Five years since pandemic crash: Penny stockholders celebrate, but for how long?
Subscribe to enjoy similar stories. The covid-led stock market crash in March 2020 birthed a spectacular four-year bull run. Five years on, the boom phase and the subsequent, ongoing correction have brought significant lessons for investors—especially new entrants.
While most have moderated return expectations by now, some have exited the market altogether, and others are holding tight in the face of recent corrections. But even in this grim backdrop, headlines are often peppered with penny stock multi-bagger success stories, indicating an unsatiable appetite for these stocks. The allure of humungous returns on minimal investment has driven many investors towards penny stocks—microcap companies with dirt-cheap share prices.
Since these stocks are priced low, even a small increase in their value can result in a significant percentage gain in invested capital, and the pandemic bull run offered them the perfect opportunity to become ‘multi-baggers’. A Mint analysis of penny stock behaviour during the last four major market cycles in 20 years reveals that in the latest bull run of 2020 to 2024, around 90% of stocks in the penny universe offered more than 100% returns, i.e. more than doubled, or turned ‘multi-baggers’.
Stocks priced at ₹1-15 were defined as penny stocks in the analysis. This stellar performance is second only to the one they put up during the 2003-2008 bull run when 97% of them turned multi-baggers. During both the bull runs, close to 90% of these stocks crossed the penny stock threshold by the end of the bull phase.

● How to complete this task
Extract the passage of the penny stock article from "While most have" up to and including "dirt-cheap share prices.", copying it word for word.

● Recorded data

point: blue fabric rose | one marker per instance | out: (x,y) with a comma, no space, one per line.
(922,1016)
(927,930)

==

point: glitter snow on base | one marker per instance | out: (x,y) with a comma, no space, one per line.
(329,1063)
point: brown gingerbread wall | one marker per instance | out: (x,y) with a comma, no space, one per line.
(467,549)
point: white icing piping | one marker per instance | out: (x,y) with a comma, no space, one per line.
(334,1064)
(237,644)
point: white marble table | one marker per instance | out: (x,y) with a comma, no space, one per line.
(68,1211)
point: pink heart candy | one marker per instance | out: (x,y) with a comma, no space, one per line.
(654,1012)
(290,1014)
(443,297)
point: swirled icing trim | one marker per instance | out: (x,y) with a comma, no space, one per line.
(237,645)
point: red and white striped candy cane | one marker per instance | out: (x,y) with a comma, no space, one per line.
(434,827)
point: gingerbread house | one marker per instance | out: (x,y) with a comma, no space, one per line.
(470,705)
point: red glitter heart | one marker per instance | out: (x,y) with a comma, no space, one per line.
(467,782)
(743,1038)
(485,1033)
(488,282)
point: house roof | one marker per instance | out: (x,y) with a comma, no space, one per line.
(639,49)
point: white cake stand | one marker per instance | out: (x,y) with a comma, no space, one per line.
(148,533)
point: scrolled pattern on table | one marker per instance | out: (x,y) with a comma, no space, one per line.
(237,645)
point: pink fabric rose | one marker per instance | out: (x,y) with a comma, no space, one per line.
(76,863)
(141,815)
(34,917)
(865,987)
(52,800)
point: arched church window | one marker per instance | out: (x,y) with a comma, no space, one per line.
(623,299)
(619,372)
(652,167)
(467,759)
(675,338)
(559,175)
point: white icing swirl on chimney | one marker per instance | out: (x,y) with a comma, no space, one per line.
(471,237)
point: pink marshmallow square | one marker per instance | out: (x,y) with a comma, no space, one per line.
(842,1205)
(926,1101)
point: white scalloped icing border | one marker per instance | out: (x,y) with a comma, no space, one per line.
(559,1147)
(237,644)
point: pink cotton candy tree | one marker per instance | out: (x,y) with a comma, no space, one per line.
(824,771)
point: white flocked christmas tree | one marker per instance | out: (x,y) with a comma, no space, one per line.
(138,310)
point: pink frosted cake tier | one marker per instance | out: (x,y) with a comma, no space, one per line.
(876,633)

● Result of the exercise
While most have moderated return expectations by now, some have exited the market altogether, and others are holding tight in the face of recent corrections. But even in this grim backdrop, headlines are often peppered with penny stock multi-bagger success stories, indicating an unsatiable appetite for these stocks. The allure of humungous returns on minimal investment has driven many investors towards penny stocks—microcap companies with dirt-cheap share prices.